WHAT THIS TASK INVOLVES ▸
Would you output the whole listing below, exactly as it reads?

DATA LISTING ▸
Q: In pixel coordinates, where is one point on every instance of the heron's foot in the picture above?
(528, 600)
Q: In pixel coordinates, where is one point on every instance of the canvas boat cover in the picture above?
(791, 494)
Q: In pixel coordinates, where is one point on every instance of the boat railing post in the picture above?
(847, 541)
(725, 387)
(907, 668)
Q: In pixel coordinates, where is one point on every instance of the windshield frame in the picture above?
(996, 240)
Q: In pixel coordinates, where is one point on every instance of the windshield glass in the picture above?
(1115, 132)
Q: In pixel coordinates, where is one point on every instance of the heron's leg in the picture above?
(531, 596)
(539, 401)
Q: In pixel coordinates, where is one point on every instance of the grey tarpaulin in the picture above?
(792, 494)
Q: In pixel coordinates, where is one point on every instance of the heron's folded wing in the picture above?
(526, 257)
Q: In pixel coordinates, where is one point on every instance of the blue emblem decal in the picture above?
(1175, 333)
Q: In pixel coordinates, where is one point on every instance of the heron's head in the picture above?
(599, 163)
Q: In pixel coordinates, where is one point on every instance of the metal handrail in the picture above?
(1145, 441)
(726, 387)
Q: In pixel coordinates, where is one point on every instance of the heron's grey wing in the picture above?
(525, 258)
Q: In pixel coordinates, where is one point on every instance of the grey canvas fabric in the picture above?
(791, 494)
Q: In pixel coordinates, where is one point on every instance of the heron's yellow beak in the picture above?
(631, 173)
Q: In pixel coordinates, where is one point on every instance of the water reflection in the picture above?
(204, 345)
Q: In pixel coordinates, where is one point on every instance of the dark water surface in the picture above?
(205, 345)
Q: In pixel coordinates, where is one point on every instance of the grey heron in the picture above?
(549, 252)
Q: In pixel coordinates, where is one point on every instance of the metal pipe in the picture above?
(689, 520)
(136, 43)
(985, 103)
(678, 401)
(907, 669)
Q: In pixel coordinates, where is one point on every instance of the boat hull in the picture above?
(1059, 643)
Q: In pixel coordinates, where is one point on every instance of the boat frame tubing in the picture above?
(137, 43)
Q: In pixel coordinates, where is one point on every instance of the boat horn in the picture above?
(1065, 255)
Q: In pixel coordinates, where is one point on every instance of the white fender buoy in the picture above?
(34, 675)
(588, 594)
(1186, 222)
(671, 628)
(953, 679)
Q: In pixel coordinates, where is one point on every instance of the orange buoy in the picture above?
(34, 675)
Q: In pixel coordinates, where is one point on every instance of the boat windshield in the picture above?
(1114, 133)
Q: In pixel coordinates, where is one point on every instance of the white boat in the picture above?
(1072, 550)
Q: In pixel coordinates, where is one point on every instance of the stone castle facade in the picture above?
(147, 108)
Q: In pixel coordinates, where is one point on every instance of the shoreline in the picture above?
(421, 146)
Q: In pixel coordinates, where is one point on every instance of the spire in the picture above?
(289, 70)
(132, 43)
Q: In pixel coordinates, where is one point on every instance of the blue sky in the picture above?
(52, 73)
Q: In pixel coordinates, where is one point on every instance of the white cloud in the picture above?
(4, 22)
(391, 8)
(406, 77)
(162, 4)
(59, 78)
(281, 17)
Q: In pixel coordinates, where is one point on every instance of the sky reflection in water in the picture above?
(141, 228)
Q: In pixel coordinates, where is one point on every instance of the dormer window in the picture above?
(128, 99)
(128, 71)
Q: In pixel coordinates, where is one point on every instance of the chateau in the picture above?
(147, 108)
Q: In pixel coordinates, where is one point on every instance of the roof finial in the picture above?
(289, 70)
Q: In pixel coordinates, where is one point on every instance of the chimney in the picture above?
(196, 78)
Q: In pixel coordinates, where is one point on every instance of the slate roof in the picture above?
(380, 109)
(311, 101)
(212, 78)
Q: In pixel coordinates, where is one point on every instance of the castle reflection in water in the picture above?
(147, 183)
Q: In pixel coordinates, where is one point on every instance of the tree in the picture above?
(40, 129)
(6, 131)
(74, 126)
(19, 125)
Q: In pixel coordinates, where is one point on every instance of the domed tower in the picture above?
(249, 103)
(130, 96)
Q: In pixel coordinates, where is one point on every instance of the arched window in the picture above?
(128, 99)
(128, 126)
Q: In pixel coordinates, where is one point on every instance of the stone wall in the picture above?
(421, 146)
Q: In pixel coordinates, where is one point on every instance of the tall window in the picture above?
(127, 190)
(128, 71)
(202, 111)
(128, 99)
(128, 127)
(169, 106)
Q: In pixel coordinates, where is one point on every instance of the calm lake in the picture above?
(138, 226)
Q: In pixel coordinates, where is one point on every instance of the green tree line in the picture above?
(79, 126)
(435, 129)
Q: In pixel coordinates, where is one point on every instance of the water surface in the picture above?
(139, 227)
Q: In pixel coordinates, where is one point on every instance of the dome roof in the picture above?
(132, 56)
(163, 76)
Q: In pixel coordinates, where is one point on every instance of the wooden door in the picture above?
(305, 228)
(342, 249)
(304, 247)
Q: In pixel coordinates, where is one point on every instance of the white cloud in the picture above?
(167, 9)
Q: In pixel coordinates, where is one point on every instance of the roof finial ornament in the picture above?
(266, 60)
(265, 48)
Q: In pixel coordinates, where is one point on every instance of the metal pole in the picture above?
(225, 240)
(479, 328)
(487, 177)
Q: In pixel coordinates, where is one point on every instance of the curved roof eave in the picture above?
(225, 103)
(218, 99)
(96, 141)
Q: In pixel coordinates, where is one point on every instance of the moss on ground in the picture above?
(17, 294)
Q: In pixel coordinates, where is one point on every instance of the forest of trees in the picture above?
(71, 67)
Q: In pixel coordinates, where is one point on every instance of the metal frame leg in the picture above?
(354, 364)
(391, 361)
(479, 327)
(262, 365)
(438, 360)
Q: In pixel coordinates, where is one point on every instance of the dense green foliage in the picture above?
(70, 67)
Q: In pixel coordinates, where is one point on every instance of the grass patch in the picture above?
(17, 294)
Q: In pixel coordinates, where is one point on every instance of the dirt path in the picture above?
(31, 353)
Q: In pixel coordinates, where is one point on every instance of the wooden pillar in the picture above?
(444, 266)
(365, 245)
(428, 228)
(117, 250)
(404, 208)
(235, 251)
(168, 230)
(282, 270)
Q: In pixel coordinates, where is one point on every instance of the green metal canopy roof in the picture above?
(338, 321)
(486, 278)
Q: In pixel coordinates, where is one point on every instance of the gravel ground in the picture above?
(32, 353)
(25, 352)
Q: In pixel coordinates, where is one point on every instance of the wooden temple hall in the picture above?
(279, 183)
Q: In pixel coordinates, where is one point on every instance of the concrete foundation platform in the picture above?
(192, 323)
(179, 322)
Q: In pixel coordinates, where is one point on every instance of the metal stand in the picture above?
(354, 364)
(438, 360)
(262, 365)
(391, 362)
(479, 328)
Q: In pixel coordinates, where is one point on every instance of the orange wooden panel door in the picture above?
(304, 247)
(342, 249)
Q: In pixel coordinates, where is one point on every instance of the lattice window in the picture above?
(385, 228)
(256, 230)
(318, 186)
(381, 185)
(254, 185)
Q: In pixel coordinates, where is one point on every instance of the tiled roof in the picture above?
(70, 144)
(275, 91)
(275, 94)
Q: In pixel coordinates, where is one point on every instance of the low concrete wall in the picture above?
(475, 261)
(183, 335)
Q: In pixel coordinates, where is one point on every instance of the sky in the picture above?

FINISHED ANSWER ▸
Q: In pixel coordinates, where is one point on every instance of the heron's foot in the picture above?
(528, 600)
Q: In pixel coordinates, where is one point on every instance of the canvas boat cover in the picture above?
(791, 494)
Q: In pixel coordinates, where is one point on every instance of the boat railing post in the picture above?
(847, 541)
(725, 387)
(907, 668)
Q: In pixel coordinates, where is one point on every instance of the windshield frame in the picture above?
(996, 240)
Q: In pixel coordinates, where is one point on every instance of the windshield glass in the picture above?
(1115, 132)
Q: In pixel coordinates, where is one point on every instance of the heron's leg in the picture above?
(531, 596)
(539, 401)
Q: In pixel coordinates, where is one point on every instance of the grey tarpaulin in the picture above?
(792, 494)
Q: In pixel coordinates, where is one point on every instance of the heron's folded wing in the picture above?
(526, 257)
Q: In pixel coordinates, where is one point on every instance of the blue emblem decal in the picture above?
(1175, 333)
Q: In pixel coordinates, where is one point on every instance of the heron's head in the picture above?
(599, 163)
Q: In pixel coordinates, where is one point on every instance of the metal handrail in the picture above?
(1145, 441)
(726, 387)
Q: In pixel coordinates, where is one point on every instance of the heron's grey wing in the picture above?
(525, 258)
Q: In pixel coordinates, where is one point on every instance of the grey canvas fabric in the picture above?
(791, 494)
Q: In pixel coordinates, where is one point on every instance of the heron's yellow beak in the picture above?
(631, 173)
Q: In pixel coordinates, where is one point on every instance of the water reflection in the picture above?
(204, 345)
Q: In pixel coordinates, where is one point on every instance of the dark water surface in the picture above?
(205, 345)
Q: In pixel coordinates, where is one point on every instance of the grey heron in the picture above?
(549, 252)
Q: In pixel coordinates, where is one point on every instance of the metal pipe in the picture above?
(689, 520)
(136, 43)
(985, 103)
(678, 401)
(907, 669)
Q: In pixel coordinates, where is one point on every instance of the boat hull in the picture above?
(1059, 643)
Q: In pixel coordinates, where is one point on every instance of the boat frame tubing in the picture above?
(137, 43)
Q: In pixel coordinates, where is one point on every instance of the boat horn in the picture above?
(1065, 255)
Q: In pixel coordinates, where is one point on every instance of the white fender buoy in the picture above?
(34, 675)
(588, 594)
(1186, 222)
(671, 628)
(953, 679)
Q: In pixel coordinates, where is one point on every instance of the orange buoy in the picture above?
(34, 675)
Q: In pixel coordinates, where is one point on every instance of the boat windshield in the picture above?
(1114, 133)
Q: In pixel coordinates, where is one point on every instance of the white boat in the picture above?
(1072, 550)
Q: In pixel coordinates, where is one point on every instance of the stone castle facade in the picture above?
(147, 108)
Q: In pixel coordinates, where is one point on every instance of the shoreline in the picture above?
(421, 146)
Q: In pixel coordinates, where is one point on every instance of the spire in the picture above?
(289, 70)
(132, 43)
Q: In pixel coordinates, where is one point on every instance of the blue sky in the picture above?
(52, 73)
Q: In pixel coordinates, where is one point on every instance of the white cloud in the picture above?
(4, 22)
(391, 8)
(406, 77)
(162, 4)
(59, 78)
(281, 17)
Q: In pixel coordinates, where is one point on every instance of the sky reflection in water in the picture above?
(141, 228)
Q: In pixel coordinates, where is one point on every instance of the dormer window in the picture above?
(128, 99)
(128, 71)
Q: In pixel coordinates, where is one point on every instance of the chateau in the picture above?
(147, 108)
Q: In pixel coordinates, where is one point on every instance of the roof finial in the picture above?
(289, 70)
Q: In pixel coordinates, where is one point on every instance of the chimney in the picture above?
(196, 78)
Q: In pixel coordinates, where is one point on every instance of the slate roof in the picture above?
(380, 109)
(311, 101)
(212, 78)
Q: In pixel coordinates, where is one point on every instance of the castle reflection in water in the picture above?
(147, 183)
Q: In pixel coordinates, where is one point on every instance of the tree in the picture above?
(40, 129)
(6, 131)
(74, 126)
(19, 125)
Q: In pixel coordinates, where is one point on every instance of the domed tower in the picture above?
(249, 103)
(130, 96)
Q: In pixel coordinates, where is one point on every instance of the arched window in the picture above?
(128, 99)
(128, 126)
Q: In pixel coordinates, where is one point on every instance of the stone wall in the picture above?
(421, 146)
Q: In pixel coordinates, where is one point on every instance of the tall window in the picture above?
(127, 190)
(128, 71)
(202, 111)
(128, 99)
(128, 127)
(169, 106)
Q: In pixel coordinates, where is one point on every instance of the calm lake in the picture above?
(138, 226)
Q: In pixel coordinates, where is one point on every instance of the green tree line in the picture above?
(79, 126)
(435, 129)
Q: In pixel coordinates, where is one point on every instance of the water surface in the picture above?
(139, 227)
Q: In pixel coordinates, where is one point on every instance of the dome roof in the picture above?
(132, 56)
(163, 76)
Q: In pixel coordinates, where is one point on every instance of the wooden door in the picture above?
(305, 228)
(342, 249)
(304, 247)
Q: In pixel coordinates, where is one point on every instance of the white cloud in the picture above?
(167, 9)
Q: In pixel coordinates, where is one point on every instance of the roof finial ornament in the picture above?
(266, 60)
(265, 48)
Q: In pixel coordinates, where is one point on every instance of the metal pole in the picture above?
(225, 240)
(479, 328)
(487, 177)
Q: In pixel coordinates, where is one point on every instance of the curved roof eave in the picture above?
(225, 103)
(218, 99)
(96, 141)
Q: In pixel coordinates, where is one point on every instance of the moss on ground in the picture above?
(17, 294)
Q: In pixel coordinates, where is one point on every instance of the forest of trees in the picture above?
(71, 67)
Q: In pixel coordinates, where is one point on every instance of the metal frame leg in the picture above?
(354, 364)
(391, 361)
(479, 327)
(262, 365)
(438, 360)
Q: In pixel coordinates, where is one point on every instance of the dense green foliage in the picture above?
(70, 67)
Q: In pixel coordinates, where is one point on every instance of the grass patch in the picture above?
(17, 294)
Q: In pixel coordinates, where is one point on every instance of the dirt path in the picture above?
(31, 353)
Q: In pixel coordinates, where is one point on every instance of the wooden pillar in the picture above?
(444, 266)
(365, 245)
(428, 228)
(117, 250)
(404, 208)
(235, 251)
(168, 230)
(282, 270)
Q: In pixel coordinates, where is one point on every instance of the green metal canopy roof in the picture above?
(338, 321)
(486, 278)
Q: In pixel coordinates, where is one point on every instance of the gravel ground in the picture above?
(32, 353)
(25, 352)
Q: In pixel coordinates, where is one point on every instance of the wooden temple hall in the picture above?
(279, 183)
Q: In pixel coordinates, where is one point on every instance of the concrete foundation platform in the picture above?
(192, 323)
(179, 322)
Q: In pixel coordinates, where is one point on every instance of the metal stand in the picture above?
(354, 364)
(438, 360)
(262, 365)
(391, 362)
(479, 328)
Q: In pixel coordinates, where is one point on every instance of the orange wooden panel door in the picture above?
(304, 247)
(342, 249)
Q: In pixel coordinates, where is one point on every instance of the lattice window in the picture above?
(385, 228)
(256, 230)
(318, 186)
(381, 185)
(254, 185)
Q: In pixel coordinates, where is one point on every instance of the tiled roof in the picture above?
(70, 144)
(275, 91)
(275, 94)
Q: In pixel coordinates, where is one point on every instance of the low concrete wall in the picture above?
(475, 261)
(183, 335)
Q: In pixel coordinates, where is one point on every instance of the sky in the picture above?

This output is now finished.